··· Texte cité ···
S’il est un artiste qui n’est pas lié à un médium précis, c’est bien Serge Comte dont le travail s’attache au contraire à éprouver toutes les combinaisons d’un art low tech. Après la réalisation de portraits en post-it, ou en boîtiers de disquettes, il se tourne aujourd’hui vers les perles de plastique thermosoudables. Il confectionne des œuvres comme s’il s’agissait d’un bricolage, d’un passe temps, de ces gribouillages sans importance ni qualité que l’on griffonne sur un coin de page lors d’une conversation téléphonique. Sous l’apparence d’un constant dilettantisme se cache un réel travail plastique et critique.
Nya-Tchi, Gille, 4×4 et Double Flush sont des portraits réalisés en perles de plastique colorées, collées les unes aux autres. Visages reconnaissables et méconnaissables à la fois, qui donnent l’impression de déjà vu. Ces images rappellent les trames grossies des tirages sur papiers de mauvaise qualité chères au pop art, mais aussi la neige des écrans télé telle qu’on l’observe lors d’une mauvaise réception hertzienne. Les portraits aux contours flous semblent se dissoudre comme pour disparaître.
A l’époque des grands tirages cibachromes et des images de synthèse lisses et propres, Serge Comte réalise, avec les moyens du bord, des images volontairement pauvres. Son ambition est d’interroger de façon ludique notre addiction aux nouvelles technologies. Cadrés comme des photographies d’amateurs, les visages tramés surgissent en une continuelle tentative avortée d’un art hyperréaliste dont l’artiste envisage la défaite dès le début.
A l’opposé de la logique figurative des portraits en perles, Serge Comte présente, avec les vidéos Rouge et Neige projetées au mur, une succession d’images fixes abstraites. Des gros plans de phares marins, tantôt éteints tantôt allumés, s’enchaînent dans un rythme lent et monotone. Les quelques indications apparaissant dans la partie supérieure de l’écran interviennent plus comme un brouillage que comme une explication de l’image. On se perd entre rêve et réalité, dans la contemplation plastique de ces formes prismatiques et colorées.
··· Données recueillies ···
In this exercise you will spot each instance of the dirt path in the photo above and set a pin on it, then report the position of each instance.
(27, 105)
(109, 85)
···
Consigne A: Citez le passage du texte sur Serge Comte qui va de "A l’époque des" à "dès le début.".
Consigne B: Pour chaque affirmation, dites par oui ou par non si elle s'accorde avec le texte sur Serge Comte, en citant les mots du texte qui tranchent : (i) Serge Comte a réalisé des portraits en post-it ; (ii) les vidéos Rouge et Neige présentent des portraits figuratifs en perles ; (iii) les gros plans de phares marins s'enchaînent dans un rythme rapide.

Corrigé A:
A l’époque des grands tirages cibachromes et des images de synthèse lisses et propres, Serge Comte réalise, avec les moyens du bord, des images volontairement pauvres. Son ambition est d’interroger de façon ludique notre addiction aux nouvelles technologies. Cadrés comme des photographies d’amateurs, les visages tramés surgissent en une continuelle tentative avortée d’un art hyperréaliste dont l’artiste envisage la défaite dès le début.

Corrigé B:
(i) Oui : « Après la réalisation de portraits en post-it, ou en boîtiers de disquettes ».
(ii) Non : « A l’opposé de la logique figurative des portraits en perles, Serge Comte présente, avec les vidéos Rouge et Neige projetées au mur, une succession d’images fixes abstraites ».
(iii) Non : « s’enchaînent dans un rythme lent et monotone ».